● **ARTICLE**

^^^^^^^^^^^^^^^^

# Hey From FL Keys



## PT_KNPP22 (Aug 30, 2021)

What’s up sailors, hope all are doing well. My name is Pete. I’m new to the forum and sailing. I own and liveaboard a 1980 Morgan 321 that I love to take out. Still learning and hope to learn from this forum as well.
✌


----------



## Slayer (Jul 28, 2006)

Welcome Pete. I think you will find this to be a great site.


----------



## flee27 (Jan 16, 2018)

Welcome Pete. How long have you been in the keys? I will be in the lower keys next week on a boat. Any recommendations on places to see, anchor? Places to avoid?

Thanks
Foster


----------



## PT_KNPP22 (Aug 30, 2021)

flee27 said:


> Welcome Pete. How long have you been in the keys? I will be in the lower keys next week on a boat. Any recommendations on places to see, anchor? Places to avoid?
> 
> Thanks
> Foster


I moved here back in Oct. I actually haven't had much opportunity to go down to the lower keys yet. I sailed my boat down from Tampa in Dec and have just done some local sailing around the upper keys. Hope you have a great trip down.


----------



## Annapolitan (Feb 22, 2021)

Welcome from another new member.

Cheers,

Annapolitan


----------



## MoonBeamEstate (Jan 1, 2021)

Welcome from someone else that has a fantastic old sailing girl. Not my wife.


----------



## GlanRock (Feb 26, 2013)

Welcome to Sailnet, its a great place to get info from those who do it or done it!


----------



## Ravven25 (Sep 10, 2019)

Welcome and enjoy the site, Pete!


----------



## flee27 (Jan 16, 2018)

*PT_KNPP22. *We just returned from our time in the Keys. If you like to snorkel I would definitely recommend you take the time to go out to Looe Key. It is about 5 miles south of Summerland Key/Newfound Harbor. Newfound Harbor is I good protected anchorage and makes an easy point to anchor before or after visiting Looe Key. This was one of the most healthy reefs I have seen around. Lots of sea life and reef.

Overall we had a great time visiting your new home waters. Enjoy them

Foster


----------



## PT_KNPP22 (Aug 30, 2021)

I will definitely check it out. Thanks for the info.


----------

^^^^^^^^^^^^^^^^

● **GIVEN RECORDS**
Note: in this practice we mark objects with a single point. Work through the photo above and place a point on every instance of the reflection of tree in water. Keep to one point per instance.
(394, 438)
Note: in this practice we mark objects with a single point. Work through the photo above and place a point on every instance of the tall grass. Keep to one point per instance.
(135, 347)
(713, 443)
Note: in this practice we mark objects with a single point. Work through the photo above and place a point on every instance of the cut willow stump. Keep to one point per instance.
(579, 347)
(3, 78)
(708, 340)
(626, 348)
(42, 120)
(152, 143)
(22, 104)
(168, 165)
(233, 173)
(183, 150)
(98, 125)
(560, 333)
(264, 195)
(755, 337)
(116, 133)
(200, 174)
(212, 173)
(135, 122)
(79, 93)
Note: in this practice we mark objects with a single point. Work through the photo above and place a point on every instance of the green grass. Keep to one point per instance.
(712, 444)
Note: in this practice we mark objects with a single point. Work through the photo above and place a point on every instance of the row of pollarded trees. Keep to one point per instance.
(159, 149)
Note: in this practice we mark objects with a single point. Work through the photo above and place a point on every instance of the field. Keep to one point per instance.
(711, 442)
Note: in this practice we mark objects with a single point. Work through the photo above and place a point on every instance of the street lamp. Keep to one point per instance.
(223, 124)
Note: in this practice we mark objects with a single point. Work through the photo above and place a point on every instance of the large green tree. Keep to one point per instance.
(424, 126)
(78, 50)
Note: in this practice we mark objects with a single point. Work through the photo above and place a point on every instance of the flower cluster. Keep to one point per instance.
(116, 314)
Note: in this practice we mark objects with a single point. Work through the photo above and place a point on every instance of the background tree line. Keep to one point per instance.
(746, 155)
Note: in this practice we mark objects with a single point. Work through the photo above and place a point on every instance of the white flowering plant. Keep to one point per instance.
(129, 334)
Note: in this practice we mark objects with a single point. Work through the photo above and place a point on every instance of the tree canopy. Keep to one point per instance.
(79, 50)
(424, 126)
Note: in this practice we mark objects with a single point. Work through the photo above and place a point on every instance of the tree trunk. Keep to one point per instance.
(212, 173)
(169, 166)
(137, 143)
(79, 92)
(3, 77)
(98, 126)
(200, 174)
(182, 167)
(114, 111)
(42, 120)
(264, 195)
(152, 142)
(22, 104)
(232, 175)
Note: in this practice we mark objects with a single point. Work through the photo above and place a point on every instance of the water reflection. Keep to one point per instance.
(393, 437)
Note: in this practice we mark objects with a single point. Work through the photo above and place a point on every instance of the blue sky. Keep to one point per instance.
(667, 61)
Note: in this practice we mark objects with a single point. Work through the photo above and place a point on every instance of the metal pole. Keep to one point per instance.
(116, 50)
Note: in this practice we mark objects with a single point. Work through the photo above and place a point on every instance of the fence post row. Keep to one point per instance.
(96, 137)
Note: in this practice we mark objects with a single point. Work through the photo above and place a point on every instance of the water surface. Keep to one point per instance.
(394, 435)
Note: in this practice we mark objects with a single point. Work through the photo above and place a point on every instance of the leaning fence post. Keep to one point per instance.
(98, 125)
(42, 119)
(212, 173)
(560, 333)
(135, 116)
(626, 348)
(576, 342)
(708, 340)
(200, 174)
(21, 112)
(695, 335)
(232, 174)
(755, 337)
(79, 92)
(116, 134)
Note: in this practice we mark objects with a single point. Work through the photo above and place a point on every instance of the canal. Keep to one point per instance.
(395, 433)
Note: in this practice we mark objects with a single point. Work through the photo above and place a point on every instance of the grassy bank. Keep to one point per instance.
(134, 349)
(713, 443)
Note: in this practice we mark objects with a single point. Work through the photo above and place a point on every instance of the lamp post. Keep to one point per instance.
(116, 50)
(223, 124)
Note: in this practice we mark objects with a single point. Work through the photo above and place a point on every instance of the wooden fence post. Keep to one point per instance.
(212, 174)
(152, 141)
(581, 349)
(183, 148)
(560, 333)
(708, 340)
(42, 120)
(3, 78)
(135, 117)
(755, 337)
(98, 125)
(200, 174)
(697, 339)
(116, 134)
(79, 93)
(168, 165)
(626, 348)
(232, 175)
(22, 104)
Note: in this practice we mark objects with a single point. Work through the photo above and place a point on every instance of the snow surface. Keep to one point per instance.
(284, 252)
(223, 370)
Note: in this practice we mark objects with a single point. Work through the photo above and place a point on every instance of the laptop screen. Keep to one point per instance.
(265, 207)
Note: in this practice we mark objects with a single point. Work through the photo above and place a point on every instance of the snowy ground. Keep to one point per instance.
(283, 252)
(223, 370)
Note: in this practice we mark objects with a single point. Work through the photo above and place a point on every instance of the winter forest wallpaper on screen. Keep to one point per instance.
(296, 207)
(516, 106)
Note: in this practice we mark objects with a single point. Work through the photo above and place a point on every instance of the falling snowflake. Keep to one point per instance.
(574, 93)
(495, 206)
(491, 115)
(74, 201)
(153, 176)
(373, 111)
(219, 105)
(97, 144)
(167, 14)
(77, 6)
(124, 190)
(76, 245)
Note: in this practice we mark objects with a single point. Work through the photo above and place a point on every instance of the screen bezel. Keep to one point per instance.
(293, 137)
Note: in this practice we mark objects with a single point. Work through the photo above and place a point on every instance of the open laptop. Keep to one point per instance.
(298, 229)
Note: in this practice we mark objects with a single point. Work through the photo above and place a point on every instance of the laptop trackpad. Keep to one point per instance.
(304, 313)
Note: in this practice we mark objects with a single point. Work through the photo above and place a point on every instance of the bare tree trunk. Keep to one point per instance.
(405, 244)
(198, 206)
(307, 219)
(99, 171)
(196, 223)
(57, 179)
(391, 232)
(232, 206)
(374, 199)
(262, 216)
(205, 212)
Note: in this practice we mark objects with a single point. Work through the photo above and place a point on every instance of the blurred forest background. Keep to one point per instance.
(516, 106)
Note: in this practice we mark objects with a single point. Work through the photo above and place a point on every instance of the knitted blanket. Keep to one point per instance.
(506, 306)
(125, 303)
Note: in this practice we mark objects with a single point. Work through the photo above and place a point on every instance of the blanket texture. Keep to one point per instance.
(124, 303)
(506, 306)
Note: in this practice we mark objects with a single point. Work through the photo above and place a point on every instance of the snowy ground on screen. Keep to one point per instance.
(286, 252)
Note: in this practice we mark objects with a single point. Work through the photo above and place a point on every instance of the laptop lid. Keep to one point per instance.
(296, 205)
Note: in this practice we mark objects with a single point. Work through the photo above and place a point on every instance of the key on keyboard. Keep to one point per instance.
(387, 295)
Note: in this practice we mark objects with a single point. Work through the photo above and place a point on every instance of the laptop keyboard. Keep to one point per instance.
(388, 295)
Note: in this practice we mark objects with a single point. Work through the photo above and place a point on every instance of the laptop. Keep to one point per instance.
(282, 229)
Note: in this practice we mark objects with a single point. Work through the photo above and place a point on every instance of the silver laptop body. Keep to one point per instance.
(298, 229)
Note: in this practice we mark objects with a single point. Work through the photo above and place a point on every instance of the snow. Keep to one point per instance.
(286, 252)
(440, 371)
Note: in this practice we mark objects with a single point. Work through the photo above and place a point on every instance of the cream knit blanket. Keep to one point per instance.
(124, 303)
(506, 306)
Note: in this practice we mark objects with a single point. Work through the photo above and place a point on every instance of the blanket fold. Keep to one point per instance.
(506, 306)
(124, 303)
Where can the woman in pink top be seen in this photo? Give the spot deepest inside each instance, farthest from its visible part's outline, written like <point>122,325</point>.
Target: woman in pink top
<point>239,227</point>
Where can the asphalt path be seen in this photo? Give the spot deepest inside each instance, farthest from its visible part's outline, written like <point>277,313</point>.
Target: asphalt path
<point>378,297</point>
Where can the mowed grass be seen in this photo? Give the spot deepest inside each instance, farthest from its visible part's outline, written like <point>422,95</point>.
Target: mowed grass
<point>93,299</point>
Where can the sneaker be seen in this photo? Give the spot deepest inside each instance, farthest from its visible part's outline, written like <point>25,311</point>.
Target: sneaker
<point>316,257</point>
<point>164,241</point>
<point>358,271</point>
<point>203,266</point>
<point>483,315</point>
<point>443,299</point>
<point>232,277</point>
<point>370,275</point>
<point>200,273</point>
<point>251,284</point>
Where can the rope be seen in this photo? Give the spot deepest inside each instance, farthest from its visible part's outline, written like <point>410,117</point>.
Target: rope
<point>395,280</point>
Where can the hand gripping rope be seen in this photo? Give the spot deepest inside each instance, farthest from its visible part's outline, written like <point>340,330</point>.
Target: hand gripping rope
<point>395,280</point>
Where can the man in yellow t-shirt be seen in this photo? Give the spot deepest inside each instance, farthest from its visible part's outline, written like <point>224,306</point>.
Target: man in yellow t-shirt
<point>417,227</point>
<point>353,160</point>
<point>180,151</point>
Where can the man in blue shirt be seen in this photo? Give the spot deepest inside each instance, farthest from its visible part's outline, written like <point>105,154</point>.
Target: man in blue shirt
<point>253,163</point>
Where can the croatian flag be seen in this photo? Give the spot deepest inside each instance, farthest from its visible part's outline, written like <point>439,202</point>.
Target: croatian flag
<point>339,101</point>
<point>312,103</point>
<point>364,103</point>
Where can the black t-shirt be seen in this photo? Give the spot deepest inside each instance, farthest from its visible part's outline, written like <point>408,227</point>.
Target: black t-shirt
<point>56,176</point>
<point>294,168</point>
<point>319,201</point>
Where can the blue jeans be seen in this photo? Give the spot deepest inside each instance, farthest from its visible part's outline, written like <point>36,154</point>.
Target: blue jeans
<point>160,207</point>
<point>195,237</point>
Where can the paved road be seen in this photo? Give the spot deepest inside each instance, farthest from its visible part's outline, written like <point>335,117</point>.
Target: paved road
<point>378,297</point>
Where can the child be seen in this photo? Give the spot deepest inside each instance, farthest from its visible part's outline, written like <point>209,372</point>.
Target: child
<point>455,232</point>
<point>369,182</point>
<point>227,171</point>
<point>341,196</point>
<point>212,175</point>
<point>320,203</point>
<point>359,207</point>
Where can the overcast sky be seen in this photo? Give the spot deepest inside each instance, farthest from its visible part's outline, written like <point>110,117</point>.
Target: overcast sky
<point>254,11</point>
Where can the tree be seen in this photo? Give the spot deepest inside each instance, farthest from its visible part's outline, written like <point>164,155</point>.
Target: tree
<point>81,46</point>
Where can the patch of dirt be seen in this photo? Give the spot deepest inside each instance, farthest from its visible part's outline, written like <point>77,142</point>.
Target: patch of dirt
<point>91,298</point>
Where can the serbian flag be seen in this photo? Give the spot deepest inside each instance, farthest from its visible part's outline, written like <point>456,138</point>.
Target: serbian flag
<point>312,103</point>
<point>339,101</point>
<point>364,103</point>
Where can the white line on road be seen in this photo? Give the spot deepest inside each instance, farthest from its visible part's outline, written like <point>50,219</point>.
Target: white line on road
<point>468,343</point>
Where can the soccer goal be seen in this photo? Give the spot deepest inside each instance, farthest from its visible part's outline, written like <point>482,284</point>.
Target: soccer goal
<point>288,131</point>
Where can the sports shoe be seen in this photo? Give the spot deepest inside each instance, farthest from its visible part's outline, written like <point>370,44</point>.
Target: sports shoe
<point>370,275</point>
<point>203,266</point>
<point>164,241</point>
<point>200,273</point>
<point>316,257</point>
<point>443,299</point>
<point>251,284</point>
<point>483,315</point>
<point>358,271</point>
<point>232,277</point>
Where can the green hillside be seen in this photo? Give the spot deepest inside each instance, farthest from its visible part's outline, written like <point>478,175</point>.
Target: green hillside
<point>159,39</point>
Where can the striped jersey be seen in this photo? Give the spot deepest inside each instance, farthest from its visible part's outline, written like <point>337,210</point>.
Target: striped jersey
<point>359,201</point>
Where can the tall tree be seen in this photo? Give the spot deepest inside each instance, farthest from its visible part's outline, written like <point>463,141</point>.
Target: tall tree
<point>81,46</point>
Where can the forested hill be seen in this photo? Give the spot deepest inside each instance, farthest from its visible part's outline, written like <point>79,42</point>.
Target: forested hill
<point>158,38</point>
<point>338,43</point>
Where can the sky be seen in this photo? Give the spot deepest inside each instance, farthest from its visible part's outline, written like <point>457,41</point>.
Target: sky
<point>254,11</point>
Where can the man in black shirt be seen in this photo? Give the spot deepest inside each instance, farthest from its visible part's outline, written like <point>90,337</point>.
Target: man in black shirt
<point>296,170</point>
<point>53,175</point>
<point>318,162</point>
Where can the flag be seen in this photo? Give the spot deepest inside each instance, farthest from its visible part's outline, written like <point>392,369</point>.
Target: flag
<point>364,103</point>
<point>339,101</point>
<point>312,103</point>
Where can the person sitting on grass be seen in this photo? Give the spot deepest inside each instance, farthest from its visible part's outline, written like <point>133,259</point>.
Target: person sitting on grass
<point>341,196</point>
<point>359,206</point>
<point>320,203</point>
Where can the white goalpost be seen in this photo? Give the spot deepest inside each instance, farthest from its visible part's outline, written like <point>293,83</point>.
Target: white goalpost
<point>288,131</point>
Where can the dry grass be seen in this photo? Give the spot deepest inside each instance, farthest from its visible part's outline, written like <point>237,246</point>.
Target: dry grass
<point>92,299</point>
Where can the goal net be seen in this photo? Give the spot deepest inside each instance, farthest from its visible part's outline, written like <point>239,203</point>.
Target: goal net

^^^^^^^^^^^^^^^^

● **GIVEN REQUEST A**
List each distinct username that posts in the forum thread, counting each only once.
● **GIVEN REQUEST B**
In the forum thread, reproduce word for word everything from "Welcome from another" down to "Not my wife.".

● **EXERCISE RESULT A**
PT_KNPP22, Slayer, flee27, Annapolitan, MoonBeamEstate, GlanRock, Ravven25

● **EXERCISE RESULT B**
Welcome from another new member.

Cheers,

Annapolitan


----------



## MoonBeamEstate (Jan 1, 2021)

Welcome from someone else that has a fantastic old sailing girl. Not my wife.